## START PASSAGE GIVEN

It’s worth noting that the second outcome would require the L2 to permanently stop producing blocks in order to seize all the assets in the canonical bridge. This level of intervention would be pretty extreme. But the simple fact remains: only a Stage 2 Ethereum rollup that posts transaction data to an Ethereum blob can bestow the same level of property rights on assets bridged into the L2 (leaving aside the discussion of whether the ledger of record for a token is (i) a different chain (e.g., the OP token and Optimism mainnet) or (ii) a company (e.g., USDC and Circles internal database) – see Jon’s canon for more on this debate).

The scenario above highlights the first (and best candidate in my mind) network effect of Ethereum DA: a rollup posting their data to Ethereum DA benefits from other rollups doing the same because all assets across the chains share the same trust assumptions. Sreeram calls this the “trustless composibility network effect” – a term I like. It’s not clear how valuable this is from a user perspective (as pointed out by VA). However, we are still very early in L2 adoption, and it doesn’t seem helpful to speculate on. What seems much more important is ensuring that rollups don’t immediately have an incentive to use external DA sources (see Dankrad’s excellent post on this during the recent AMA). The goals of scaling Ethereum DA throughput with PeerDAS and Danksharding seem very well aligned with this vision of providing abundant blobs for rollups – making the decision to use them a no-brainer.

In the future, it is conceivable that other network effects from Ethereum DA arise (see Wei’s tweet on this). For example, in a world with real-time proving of transaction validity and preconfs (sometimes called “Universal Synchronous Composibility” by Justin), rollups consuming Ethereum DA may have access to much better cross-chain UX, more liquidity, and more users. I find this argument a bit too futuristic regarding technology and rollup participation to have a firm conviction about its inevitability. Yet the network effects of DA are critical only if we fundamentally view DA fees as a core component of the value of ETH the asset. Let’s explore this a bit deeper.

(2.2) Fees and value accrual to ETH

Until now, we have yet to discuss fees and how they drive value to ETH the asset, despite that being a dominant narrative over the past few weeks. As evidenced by the organization of this article, I see it as tertiary in importance to (1) Ethereum’s property rights and censorship resistance as a settlement layer and (2) Ethereum’s ability to extend security and decentralization to rollups as a DA layer. With that being said, it is worthwhile to consider more “direct” forms of value accrual to ETH the asset.

Personally, I align most closely with Dankrad’s view on the topic of DA fees:

“I do not believe that fees from blobs will be the best value capture mechanism for Ethereum. The data availability market is too fickle – while Ethereum provides the best security, it is too easy to get something ‘close enough’ that it will never be a good way to extract value.”

## END PASSAGE GIVEN

■ INSTRUCTIONS ■
**a.** In the passage on Ethereum data availability, what name does Sreeram give to the network effect that rollups get from sharing the same trust assumptions?
**b.** Translate this sentence from the passage on Ethereum data availability into Spanish: "This level of intervention would be pretty extreme."
**c.** Carry on the passage about Ethereum data availability from the point where it ends.

## START SUPPLIED INFORMATION

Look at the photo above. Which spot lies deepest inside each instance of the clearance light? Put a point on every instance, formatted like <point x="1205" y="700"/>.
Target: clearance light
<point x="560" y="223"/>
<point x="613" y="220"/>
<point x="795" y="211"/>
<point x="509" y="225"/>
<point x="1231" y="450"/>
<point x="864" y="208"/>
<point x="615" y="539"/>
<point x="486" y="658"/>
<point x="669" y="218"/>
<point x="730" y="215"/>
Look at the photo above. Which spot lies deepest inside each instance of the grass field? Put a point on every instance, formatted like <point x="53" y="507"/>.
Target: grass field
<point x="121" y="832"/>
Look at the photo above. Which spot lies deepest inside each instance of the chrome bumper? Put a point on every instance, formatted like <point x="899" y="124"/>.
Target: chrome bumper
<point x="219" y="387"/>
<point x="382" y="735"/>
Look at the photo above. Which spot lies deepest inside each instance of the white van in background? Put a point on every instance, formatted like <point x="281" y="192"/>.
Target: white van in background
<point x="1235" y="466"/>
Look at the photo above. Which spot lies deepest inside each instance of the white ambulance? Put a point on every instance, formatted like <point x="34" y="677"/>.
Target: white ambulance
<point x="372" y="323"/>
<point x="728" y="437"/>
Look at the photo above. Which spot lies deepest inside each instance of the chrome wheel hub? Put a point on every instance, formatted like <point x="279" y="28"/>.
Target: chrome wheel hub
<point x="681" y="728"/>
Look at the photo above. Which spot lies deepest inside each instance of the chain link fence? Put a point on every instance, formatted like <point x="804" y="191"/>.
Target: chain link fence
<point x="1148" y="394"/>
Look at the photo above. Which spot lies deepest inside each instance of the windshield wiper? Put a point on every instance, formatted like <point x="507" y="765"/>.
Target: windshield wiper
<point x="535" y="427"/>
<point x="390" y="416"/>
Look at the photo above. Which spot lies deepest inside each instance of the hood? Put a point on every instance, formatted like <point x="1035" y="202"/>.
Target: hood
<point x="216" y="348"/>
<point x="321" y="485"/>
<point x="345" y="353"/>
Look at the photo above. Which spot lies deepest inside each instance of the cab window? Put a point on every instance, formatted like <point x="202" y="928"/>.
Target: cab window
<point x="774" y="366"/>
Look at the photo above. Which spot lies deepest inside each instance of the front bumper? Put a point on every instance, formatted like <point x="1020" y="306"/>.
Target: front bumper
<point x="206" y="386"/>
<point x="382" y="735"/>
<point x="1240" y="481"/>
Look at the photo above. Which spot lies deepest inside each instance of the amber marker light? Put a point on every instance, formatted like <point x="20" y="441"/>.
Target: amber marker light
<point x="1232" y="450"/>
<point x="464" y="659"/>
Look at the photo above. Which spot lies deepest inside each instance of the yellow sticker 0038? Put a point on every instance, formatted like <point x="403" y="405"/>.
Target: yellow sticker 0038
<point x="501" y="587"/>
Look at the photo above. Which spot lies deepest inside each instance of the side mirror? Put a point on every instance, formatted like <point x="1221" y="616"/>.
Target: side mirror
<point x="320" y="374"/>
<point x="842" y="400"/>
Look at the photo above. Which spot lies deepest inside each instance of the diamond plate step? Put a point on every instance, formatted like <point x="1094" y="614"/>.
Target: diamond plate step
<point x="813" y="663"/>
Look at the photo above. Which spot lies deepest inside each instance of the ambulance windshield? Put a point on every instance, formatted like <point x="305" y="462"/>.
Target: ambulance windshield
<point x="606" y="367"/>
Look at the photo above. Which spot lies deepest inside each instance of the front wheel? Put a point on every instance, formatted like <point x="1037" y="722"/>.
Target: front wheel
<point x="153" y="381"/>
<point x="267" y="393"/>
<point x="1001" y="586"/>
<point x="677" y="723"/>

## END SUPPLIED INFORMATION

■ ANSWERS TO THE PROBLEMS ■
**a.** The "trustless composibility network effect."

**b.** Este nivel de intervención sería bastante extremo.

**c.**
~Dankrad on the AMA.

Fundamentally, I don’t see Ethereum DA as being that sticky. The network effects mentioned above do not feel strong enough to command a consistently high blob fee, but I don’t see that as a problem. By providing cheap DA to rollups, Ethereum encourages them to build and grow the amount of economic activity in the Ethereum ecosystem. As such, proposals to rent-seek on blob pricing to drive short-term burn rates higher seem like entirely the wrong direction (again agreeing with Dankrad here). Francesco also has a great response on the AMA sketching out the math for how many L2 transactions are possible under the proposed DA scaling.

The other source of direct value accrual to ETH is the burn associated with fees from L1 execution. Max and co. have started an information campaign to bring back all DeFi execution to the L1; Justin holds that there is “no future” for L1 execution; I land somewhere in between. Quoting Dankrad again (last one, he just had some bangers in the AMA),

“Ethereum L1 will be the crossroads between all those subdomains, and a lot of very valuable activity will continue to take place on it and that will generate valuable fees. (A decent amount of L1 scaling will be necessary for this to happen.)”

~Dankrad on the AMA.

It seems like valuable activity will always occur on Ethereum, and creating a platform to facilitate large amounts of L2 economic activity will also drive base-chain usage. Thus, scaling the L1 execution layer to facilitate this activity is essential, though I see it as less urgent than maintaining and improving the properties of Ethereum as a settlement and DA layer. Again this underscores my core premise, which is that Ethereum should maximize economic activity within its platform (including rollups) and ETH should position as a true permissionless, digital store of value (see related tweets from Doug & Sassal) more so than an interest-bearing capital asset.

The stated focus on the store-of-value properties of ETH naturally suggests the question, “Why not BTC instead?” We conclude with a short response to that question.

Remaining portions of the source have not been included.